* Exercise aim *
Type every record exactly as it appears.

Stored data entries:

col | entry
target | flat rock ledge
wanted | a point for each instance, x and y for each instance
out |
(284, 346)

* Written reply *
col | entry
target | flat rock ledge
wanted | a point for each instance, x and y for each instance
out |
(284, 346)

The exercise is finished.